*Selected text*.
That’s a direct quote from the first ex-Sub League 3-dan I ever interviewed.

I had the opportunity to speak with several of them, and they all had one match they would never forget.

Specifically–––one where they would have promoted if they had won.

“I had the advantage. My opponent was out of time. But, suddenly, I couldn’t read beyond a certain point. I convinced myself to make a move, any move, because I was ahead. Unfortunately, that loosened my hold on the match. Only once it was done did I realize my mistake and start doubting everything …… Next thing I knew, my opponent’s King had made it to my back row, nyugyoku. I did the same, but I obviously wouldn’t have enough points in win in a stalemate. So I resigned. I went to the restroom after the match only to see my opponent burst in and dive into one of the stalls. Part of me knew at that point I could’ve won if only I’d held out just a few more turns …… It’s a downhill slope from there.”

“I could tell from the formations that there was a checkmate somewhere, but I ran out of time and surrendered. That one formation came up in my dreams after that. Then, years later, I found a 5-move checkmate. Although I’m glad it took me that long to find it, the regret would’ve killed me if I’d found it right away.”

Seeing one match clearly every night in dreams, like it happened yesterday …… I traveled all over to talk with many different people, but they all had the same thing to say.

The depth and severity of their scars taught me just how brutal the Sub League, and the 3-dan division, truly are.


While nowhere near the level that they had experienced, I went through a major setback myself.

I had aspirations of becoming a lawyer and entered law school after finishing college, but …… 12 years of studying weren’t enough to make that happen.

Suddenly I was 30.

Gearing up for my first year of life as something other than a student with no qualifications to my name, I thought I would never be needed by society. I had been around for 30 years, but wasted every single one of them. Even now, I remember the fear and anxiety I felt back then.

Former classmates from my college days were having kids and climbing the ladder in their respective careers at that point. There were times when I was scared they had passed me by forever. Simply put, I had given up on myself. I can’t thank my grandfather and mother enough for continuing to believe in me.

*Tasks and exercises*.
1. Shorten the paragraph of the Sub League text that starts "Gearing up for my first year," keeping its main facts.
2. In the Sub League text, how many years did the writer study toward becoming a lawyer?
3. Rewrite the part of the Sub League text that begins at the words "I had aspirations" and stops after "believe in me.", with "doctor" in place of "lawyer".
The listing has no connection to the Sub League text.

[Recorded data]

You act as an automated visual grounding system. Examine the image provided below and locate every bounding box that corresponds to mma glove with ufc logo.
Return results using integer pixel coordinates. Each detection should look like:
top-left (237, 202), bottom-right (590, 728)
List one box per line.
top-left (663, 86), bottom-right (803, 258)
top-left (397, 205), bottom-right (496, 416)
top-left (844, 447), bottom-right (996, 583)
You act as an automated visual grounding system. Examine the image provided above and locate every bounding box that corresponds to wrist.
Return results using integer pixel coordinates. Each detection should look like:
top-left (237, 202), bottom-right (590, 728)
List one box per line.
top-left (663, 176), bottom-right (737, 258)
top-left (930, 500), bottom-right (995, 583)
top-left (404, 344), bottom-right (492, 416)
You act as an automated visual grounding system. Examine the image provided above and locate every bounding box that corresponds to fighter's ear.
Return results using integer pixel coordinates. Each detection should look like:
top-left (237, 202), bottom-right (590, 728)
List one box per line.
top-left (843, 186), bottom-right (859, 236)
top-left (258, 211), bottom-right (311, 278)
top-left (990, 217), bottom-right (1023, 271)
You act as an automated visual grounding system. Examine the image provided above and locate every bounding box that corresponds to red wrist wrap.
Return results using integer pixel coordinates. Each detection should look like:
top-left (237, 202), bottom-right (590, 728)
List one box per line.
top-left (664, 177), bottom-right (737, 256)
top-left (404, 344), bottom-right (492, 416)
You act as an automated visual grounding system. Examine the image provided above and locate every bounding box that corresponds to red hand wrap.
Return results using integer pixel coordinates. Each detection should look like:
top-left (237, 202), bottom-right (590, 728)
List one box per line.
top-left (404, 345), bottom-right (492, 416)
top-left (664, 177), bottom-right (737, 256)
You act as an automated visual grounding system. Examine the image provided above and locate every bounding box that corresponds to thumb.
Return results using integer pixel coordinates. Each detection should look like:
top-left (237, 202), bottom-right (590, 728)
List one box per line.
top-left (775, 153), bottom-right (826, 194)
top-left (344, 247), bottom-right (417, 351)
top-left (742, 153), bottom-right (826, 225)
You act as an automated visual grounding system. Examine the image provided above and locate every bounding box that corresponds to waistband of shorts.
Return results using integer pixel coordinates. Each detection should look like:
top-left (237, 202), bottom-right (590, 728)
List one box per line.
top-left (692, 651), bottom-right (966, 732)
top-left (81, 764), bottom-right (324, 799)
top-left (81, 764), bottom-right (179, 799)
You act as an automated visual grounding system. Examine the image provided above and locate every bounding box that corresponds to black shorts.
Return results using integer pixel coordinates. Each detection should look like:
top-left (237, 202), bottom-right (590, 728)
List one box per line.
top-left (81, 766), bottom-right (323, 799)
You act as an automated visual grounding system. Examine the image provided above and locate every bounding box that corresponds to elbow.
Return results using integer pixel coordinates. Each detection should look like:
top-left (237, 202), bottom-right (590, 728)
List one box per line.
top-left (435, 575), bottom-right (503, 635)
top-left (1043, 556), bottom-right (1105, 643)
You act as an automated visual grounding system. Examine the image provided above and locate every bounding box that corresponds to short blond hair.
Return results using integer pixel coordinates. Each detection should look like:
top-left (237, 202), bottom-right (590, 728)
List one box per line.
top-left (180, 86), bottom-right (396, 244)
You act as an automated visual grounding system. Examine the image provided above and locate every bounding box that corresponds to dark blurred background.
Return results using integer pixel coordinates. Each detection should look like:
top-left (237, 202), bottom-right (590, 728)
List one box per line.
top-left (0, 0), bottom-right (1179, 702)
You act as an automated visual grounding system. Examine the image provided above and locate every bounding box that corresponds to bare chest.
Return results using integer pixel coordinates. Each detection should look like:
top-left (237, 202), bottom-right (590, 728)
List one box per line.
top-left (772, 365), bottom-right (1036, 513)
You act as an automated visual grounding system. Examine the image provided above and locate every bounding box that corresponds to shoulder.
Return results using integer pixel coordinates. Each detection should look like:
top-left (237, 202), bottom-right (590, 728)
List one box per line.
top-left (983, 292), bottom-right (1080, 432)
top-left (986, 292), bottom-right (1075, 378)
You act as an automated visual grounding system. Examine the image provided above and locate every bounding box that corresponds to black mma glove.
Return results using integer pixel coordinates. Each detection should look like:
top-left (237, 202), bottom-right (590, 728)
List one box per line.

*Answers in order*.
1. About to begin my first year as a non-student with no qualifications, I thought society would never need me and that I had wasted all 30 years of my life. I still remember the fear and anxiety I felt then.

2. 12 years.

3.
I had aspirations of becoming a doctor and entered law school after finishing college, but …… 12 years of studying weren’t enough to make that happen.

Suddenly I was 30.

Gearing up for my first year of life as something other than a student with no qualifications to my name, I thought I would never be needed by society. I had been around for 30 years, but wasted every single one of them. Even now, I remember the fear and anxiety I felt back then.

Former classmates from my college days were having kids and climbing the ladder in their respective careers at that point. There were times when I was scared they had passed me by forever. Simply put, I had given up on myself. I can’t thank my grandfather and mother enough for continuing to believe in me.